* Work to be completed
Your task is to output the data exactly as it stands.

○ ○ ○ ○

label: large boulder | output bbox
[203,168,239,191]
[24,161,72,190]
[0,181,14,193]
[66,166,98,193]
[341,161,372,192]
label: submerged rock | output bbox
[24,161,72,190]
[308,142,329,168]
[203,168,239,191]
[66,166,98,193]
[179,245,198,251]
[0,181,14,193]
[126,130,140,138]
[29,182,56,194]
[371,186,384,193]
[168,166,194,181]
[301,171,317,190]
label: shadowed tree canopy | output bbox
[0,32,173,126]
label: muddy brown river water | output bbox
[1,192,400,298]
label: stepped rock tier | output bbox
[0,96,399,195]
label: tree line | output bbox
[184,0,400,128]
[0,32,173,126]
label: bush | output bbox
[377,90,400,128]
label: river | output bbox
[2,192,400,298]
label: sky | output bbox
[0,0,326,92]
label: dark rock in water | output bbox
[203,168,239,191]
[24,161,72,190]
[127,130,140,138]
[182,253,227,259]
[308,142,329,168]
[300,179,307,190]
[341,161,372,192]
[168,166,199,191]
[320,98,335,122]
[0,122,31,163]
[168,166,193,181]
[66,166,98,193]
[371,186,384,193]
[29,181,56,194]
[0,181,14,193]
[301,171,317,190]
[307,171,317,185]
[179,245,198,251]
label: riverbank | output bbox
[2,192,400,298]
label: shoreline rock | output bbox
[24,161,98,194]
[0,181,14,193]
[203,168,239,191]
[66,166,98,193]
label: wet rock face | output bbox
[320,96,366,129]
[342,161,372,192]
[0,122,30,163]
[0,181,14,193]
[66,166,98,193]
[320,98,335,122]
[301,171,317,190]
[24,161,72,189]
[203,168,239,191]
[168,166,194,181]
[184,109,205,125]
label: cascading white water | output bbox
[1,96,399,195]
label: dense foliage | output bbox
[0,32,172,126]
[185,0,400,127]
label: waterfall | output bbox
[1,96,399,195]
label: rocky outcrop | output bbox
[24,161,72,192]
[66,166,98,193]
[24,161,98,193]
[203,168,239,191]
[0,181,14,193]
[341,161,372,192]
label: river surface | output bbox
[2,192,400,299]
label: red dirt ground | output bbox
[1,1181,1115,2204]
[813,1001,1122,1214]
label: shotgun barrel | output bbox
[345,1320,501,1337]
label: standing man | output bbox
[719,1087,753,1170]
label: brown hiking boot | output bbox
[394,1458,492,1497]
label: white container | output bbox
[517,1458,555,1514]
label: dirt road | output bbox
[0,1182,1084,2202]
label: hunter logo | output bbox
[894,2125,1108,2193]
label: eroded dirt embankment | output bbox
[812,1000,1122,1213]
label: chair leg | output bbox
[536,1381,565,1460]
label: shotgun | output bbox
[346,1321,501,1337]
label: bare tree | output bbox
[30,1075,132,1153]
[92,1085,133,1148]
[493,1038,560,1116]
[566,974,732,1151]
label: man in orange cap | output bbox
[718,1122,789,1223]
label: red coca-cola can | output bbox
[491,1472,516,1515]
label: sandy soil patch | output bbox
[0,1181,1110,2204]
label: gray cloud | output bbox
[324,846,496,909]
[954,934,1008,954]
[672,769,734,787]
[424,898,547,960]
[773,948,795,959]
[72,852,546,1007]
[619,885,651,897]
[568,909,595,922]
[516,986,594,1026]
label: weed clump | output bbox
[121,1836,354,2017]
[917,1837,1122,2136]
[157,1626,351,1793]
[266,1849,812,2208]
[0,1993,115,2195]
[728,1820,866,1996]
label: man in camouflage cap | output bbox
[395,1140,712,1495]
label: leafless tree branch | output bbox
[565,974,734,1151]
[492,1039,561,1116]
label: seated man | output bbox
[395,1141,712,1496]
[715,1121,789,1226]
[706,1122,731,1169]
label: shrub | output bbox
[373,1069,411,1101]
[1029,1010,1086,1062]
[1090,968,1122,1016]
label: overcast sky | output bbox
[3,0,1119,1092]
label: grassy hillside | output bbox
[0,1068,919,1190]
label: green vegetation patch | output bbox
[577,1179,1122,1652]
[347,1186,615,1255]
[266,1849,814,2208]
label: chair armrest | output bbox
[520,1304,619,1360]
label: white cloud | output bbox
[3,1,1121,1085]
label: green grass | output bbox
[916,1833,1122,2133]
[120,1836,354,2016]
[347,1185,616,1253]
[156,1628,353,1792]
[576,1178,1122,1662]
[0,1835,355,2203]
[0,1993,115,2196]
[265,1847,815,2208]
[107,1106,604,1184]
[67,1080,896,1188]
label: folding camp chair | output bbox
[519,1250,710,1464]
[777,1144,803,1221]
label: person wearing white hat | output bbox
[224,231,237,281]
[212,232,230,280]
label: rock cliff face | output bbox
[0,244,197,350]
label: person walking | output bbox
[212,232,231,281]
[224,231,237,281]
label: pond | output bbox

○ ○ ○ ○

* Result for this exercise
label: large boulder | output bbox
[203,168,239,191]
[24,161,72,190]
[0,181,14,193]
[66,166,98,193]
[341,161,372,192]
label: submerged rock | output bbox
[24,161,72,190]
[308,142,329,168]
[203,168,239,191]
[66,166,98,193]
[179,245,198,251]
[0,181,14,193]
[126,130,140,138]
[29,182,56,194]
[371,186,384,193]
[168,166,194,181]
[301,171,317,190]
label: shadowed tree canopy | output bbox
[0,32,173,126]
label: muddy brown river water | output bbox
[1,192,400,298]
label: stepped rock tier | output bbox
[0,96,399,195]
label: tree line | output bbox
[184,0,400,128]
[0,32,173,126]
label: bush | output bbox
[377,90,400,128]
label: river | output bbox
[2,192,400,298]
label: sky | output bbox
[0,0,326,92]
label: dark rock in water | output bbox
[203,168,239,191]
[24,161,72,190]
[127,130,140,138]
[182,253,227,259]
[308,142,329,168]
[300,179,307,190]
[341,161,372,192]
[168,166,199,191]
[320,98,335,122]
[0,122,31,163]
[168,166,193,181]
[66,166,98,193]
[371,186,384,193]
[29,181,56,194]
[0,181,14,193]
[301,171,317,190]
[307,171,317,185]
[179,245,198,251]
label: riverbank | output bbox
[2,192,400,298]
label: shoreline rock | output bbox
[24,161,98,194]
[0,181,14,193]
[203,168,239,191]
[66,166,98,193]
label: wet rock face | output bbox
[320,96,366,129]
[342,161,372,192]
[0,122,30,163]
[0,181,14,193]
[66,166,98,193]
[320,98,335,122]
[301,171,317,190]
[24,161,72,189]
[203,168,239,191]
[168,166,194,181]
[184,109,205,125]
label: cascading white water | output bbox
[1,96,399,195]
label: dense foliage | output bbox
[0,32,172,126]
[185,0,400,127]
label: waterfall | output bbox
[1,96,399,195]
label: rocky outcrop | output bbox
[24,161,72,192]
[66,166,98,193]
[24,161,98,193]
[203,168,239,191]
[0,181,14,193]
[341,161,372,192]
label: river surface | output bbox
[2,192,400,299]
label: red dirt ground | output bbox
[1,1181,1115,2204]
[813,1001,1122,1214]
label: shotgun barrel | output bbox
[345,1320,501,1337]
label: standing man | output bbox
[719,1087,753,1170]
label: brown hiking boot | output bbox
[394,1458,492,1497]
label: white container | output bbox
[517,1458,555,1514]
label: dirt road | output bbox
[0,1182,1084,2202]
label: hunter logo | output bbox
[894,2125,1108,2193]
label: eroded dirt embankment | output bbox
[812,1000,1122,1213]
label: chair leg | output bbox
[536,1381,565,1460]
label: shotgun | output bbox
[346,1321,501,1337]
label: bare tree | output bbox
[30,1075,132,1153]
[92,1085,133,1148]
[493,1038,560,1116]
[566,974,732,1151]
label: man in orange cap | output bbox
[718,1122,789,1223]
label: red coca-cola can | output bbox
[491,1472,516,1515]
label: sandy soil patch | output bbox
[0,1181,1110,2204]
label: gray cloud | output bbox
[324,846,496,909]
[954,934,1008,954]
[672,769,734,787]
[424,898,547,960]
[773,948,795,959]
[72,852,546,1007]
[619,885,651,897]
[568,909,595,922]
[516,986,594,1026]
label: weed clump | output bbox
[121,1836,354,2017]
[917,1837,1122,2136]
[157,1626,351,1793]
[266,1849,812,2208]
[0,1993,115,2195]
[728,1820,866,1996]
label: man in camouflage cap | output bbox
[395,1140,712,1495]
label: leafless tree branch | output bbox
[565,974,734,1151]
[492,1039,561,1116]
label: seated man | output bbox
[395,1141,712,1496]
[715,1121,789,1226]
[706,1122,731,1169]
label: shrub | output bbox
[373,1069,411,1101]
[1029,1010,1086,1062]
[1090,968,1122,1016]
label: overcast sky | output bbox
[3,0,1119,1092]
label: grassy hillside | output bbox
[0,1068,919,1190]
label: green vegetation patch | output bbox
[577,1179,1122,1652]
[347,1186,615,1255]
[266,1849,814,2208]
label: chair armrest | output bbox
[520,1304,619,1360]
label: white cloud | output bbox
[3,1,1121,1085]
label: green grass | output bbox
[916,1833,1122,2133]
[120,1836,354,2016]
[347,1185,616,1253]
[156,1628,353,1792]
[576,1178,1122,1662]
[0,1835,355,2203]
[0,1993,115,2196]
[265,1847,815,2208]
[107,1106,604,1184]
[67,1080,896,1188]
label: folding camp chair | output bbox
[519,1250,710,1464]
[777,1144,803,1221]
label: person wearing white hat | output bbox
[224,231,237,281]
[212,232,230,280]
label: rock cliff face | output bbox
[0,244,197,350]
label: person walking | output bbox
[212,232,231,281]
[224,231,237,281]
label: pond | output bbox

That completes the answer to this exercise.